== Source extract ==
※ ※ ※
JP Morgan


Ten bailed-out banks were deemed healthy enough to return almost $70B in TARP money to the Treasury:
  • JP Morgan Chase
  • Goldman Sachs
  • Morgan Stanley
  • American Express
  • Capital One
  • US Bancorp
  • Bank of NY Mellon
  • BB&T
  • State Street
  • Northern Trust

Interesting scenario because if I were offered a loan at 5%, I would hang onto it.

Then again, this particular loan had clauses that restricted compensation and allowed government and ultimately public scrutiny over spending patterns. So it’s no surprise that these notoriously private banks treated TARP like a hot potato.

It also doesn’t hurt that an early payback makes these banks look good. Which in turn may bolster their stock prices–an example of fiscal strategy impacting PR.

However, although it appears that the umbilical cord to the government was completely clipped by returning TARP funds, a few of these banks are still receiving government aid. For example:

  1. The Temporary Guarantee Liquidity Program: Among other things, this program supports capital-raising via commercial paper, et al, to help banks maintain their capital requirements and keep their doors open.
※ ※ ※
(Dataset items)
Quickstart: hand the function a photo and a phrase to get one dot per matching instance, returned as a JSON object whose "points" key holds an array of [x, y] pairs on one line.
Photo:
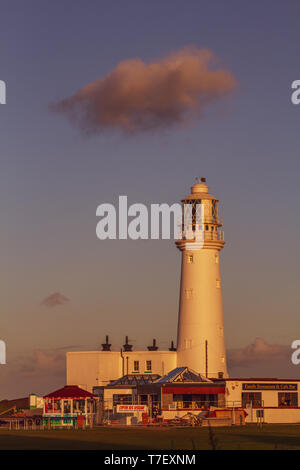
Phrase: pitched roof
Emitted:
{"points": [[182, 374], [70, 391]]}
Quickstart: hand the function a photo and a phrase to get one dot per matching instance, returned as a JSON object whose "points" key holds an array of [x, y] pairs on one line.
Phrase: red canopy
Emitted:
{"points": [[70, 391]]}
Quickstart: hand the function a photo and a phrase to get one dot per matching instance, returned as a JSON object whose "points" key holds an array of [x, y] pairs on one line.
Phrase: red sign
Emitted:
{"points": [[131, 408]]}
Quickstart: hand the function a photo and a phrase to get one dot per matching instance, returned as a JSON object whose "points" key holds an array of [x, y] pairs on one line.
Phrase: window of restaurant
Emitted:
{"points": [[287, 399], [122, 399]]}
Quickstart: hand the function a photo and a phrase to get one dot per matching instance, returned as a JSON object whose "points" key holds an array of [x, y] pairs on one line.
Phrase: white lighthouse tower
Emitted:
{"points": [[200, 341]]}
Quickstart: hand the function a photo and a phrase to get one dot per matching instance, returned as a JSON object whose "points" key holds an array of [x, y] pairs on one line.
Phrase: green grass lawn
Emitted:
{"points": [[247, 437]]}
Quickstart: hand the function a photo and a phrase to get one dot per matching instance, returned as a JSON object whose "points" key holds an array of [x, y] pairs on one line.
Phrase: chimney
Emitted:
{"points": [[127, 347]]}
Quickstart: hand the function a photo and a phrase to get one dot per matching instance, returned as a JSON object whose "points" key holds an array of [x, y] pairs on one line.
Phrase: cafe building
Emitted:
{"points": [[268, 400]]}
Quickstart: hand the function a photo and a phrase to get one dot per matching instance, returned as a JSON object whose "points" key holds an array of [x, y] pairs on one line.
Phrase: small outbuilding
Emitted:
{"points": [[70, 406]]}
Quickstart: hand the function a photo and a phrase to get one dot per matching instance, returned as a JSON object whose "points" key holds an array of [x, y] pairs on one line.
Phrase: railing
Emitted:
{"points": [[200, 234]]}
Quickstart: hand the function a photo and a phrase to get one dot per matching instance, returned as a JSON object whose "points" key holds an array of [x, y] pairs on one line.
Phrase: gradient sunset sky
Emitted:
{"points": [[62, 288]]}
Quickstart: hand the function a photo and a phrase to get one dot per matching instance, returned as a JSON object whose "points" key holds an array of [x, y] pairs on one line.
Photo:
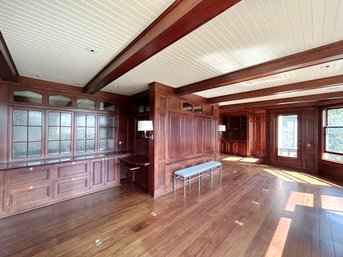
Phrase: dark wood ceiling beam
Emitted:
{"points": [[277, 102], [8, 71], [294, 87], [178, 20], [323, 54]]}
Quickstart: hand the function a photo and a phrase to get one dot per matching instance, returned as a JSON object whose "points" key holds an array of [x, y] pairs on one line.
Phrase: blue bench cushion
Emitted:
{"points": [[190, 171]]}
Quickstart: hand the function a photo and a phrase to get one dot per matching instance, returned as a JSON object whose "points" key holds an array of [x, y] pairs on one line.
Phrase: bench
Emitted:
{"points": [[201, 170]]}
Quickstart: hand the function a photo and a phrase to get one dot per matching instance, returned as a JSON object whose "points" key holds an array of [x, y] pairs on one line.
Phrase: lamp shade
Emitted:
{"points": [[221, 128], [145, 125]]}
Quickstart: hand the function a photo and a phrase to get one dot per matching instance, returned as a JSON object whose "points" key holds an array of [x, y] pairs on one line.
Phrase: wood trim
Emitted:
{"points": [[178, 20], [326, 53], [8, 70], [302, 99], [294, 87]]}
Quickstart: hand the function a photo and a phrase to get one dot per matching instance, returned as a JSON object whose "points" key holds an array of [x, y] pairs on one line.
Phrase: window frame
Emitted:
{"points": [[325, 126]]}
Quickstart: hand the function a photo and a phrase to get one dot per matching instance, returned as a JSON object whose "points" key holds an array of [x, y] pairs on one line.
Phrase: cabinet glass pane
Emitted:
※ ※ ※
== To-do list ==
- a) Write out the passage from the TARP repayment post, starting at "Interesting scenario because" and ending at "a hot potato.".
- b) In the TARP repayment post, how much TARP money did the ten banks return to the Treasury?

== Answers to each task ==
- a)
Interesting scenario because if I were offered a loan at 5%, I would hang onto it.

Then again, this particular loan had clauses that restricted compensation and allowed government and ultimately public scrutiny over spending patterns. So it’s no surprise that these notoriously private banks treated TARP like a hot potato.

- b) Almost $70B.